Excerpt provided:
↓
Background: The aim of this study is to evaluate carcinogens and occupations suspected to cause lung cancer and to generate new hypotheses about occupational risks.
Methods: In a hospital-based study 1004 incident lung cancer cases and the same number of population controls matched for region, sex and age were interviewed between 1988 and 1993 for their smoking and occupational history. Exposure assessment was based on 33 job-specific supplementary questionnaires. Conditional logistic regression was used to calculate odds ratios (OR) and to control for smoking and occupational asbestos exposure.
↑
Work task 1: In the lung cancer study abstract, how many incident lung cancer cases were interviewed?
Work task 2: Please carry on the lung cancer study abstract after its final sentence.

Information shown:
↓
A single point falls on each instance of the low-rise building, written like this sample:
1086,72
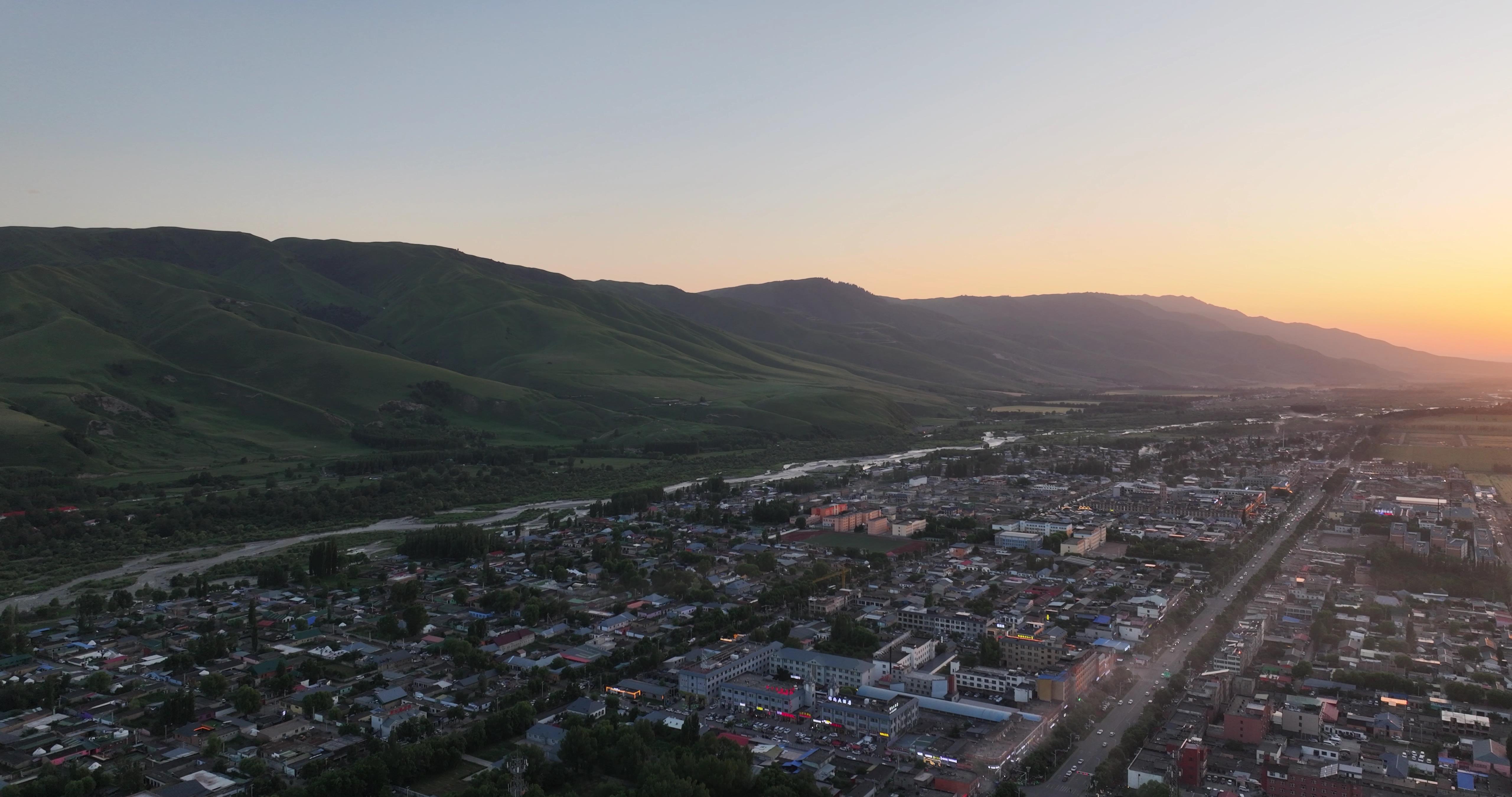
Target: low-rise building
704,677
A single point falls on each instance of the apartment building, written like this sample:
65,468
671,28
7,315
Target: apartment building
704,677
1033,649
867,714
823,669
943,624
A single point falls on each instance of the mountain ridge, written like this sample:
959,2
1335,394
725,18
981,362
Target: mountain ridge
123,348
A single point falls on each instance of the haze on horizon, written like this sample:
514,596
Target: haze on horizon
1340,166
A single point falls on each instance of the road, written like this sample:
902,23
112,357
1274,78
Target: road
1147,680
153,571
↑
Written response 1: 1004

Written response 2:
Results: Lifelong prevalence of exposure to asbestos was 20.5% for exposure of more than 940 lifetime working hours among controls, corresponding to an OR of 1.62 (95% confidence interval [CI] : 1.28-2.05) that was reduced to 1.45 after adjustment for smoking (P < 5%). Statistically elevated risks after adjustment for smoking and asbestos were seen in metal production and processing workers, transportation workers and freight handlers, in the rubber and plastics industry, in metal production, in engine and vehicle building, and installation. Significantly increased OR after adjustment for smoking and asbestos that deserve further attention were seen in plastics processing workers (OR = 3.49), and sheet and structural metal workers (OR = 2.01 and 2.37, respectively).
Conclusions: The results of the study confirm previously described occupational risks. Because of the possibility of controlling for occupational asbestos exposure, the study gives clear indications for prevention and further research.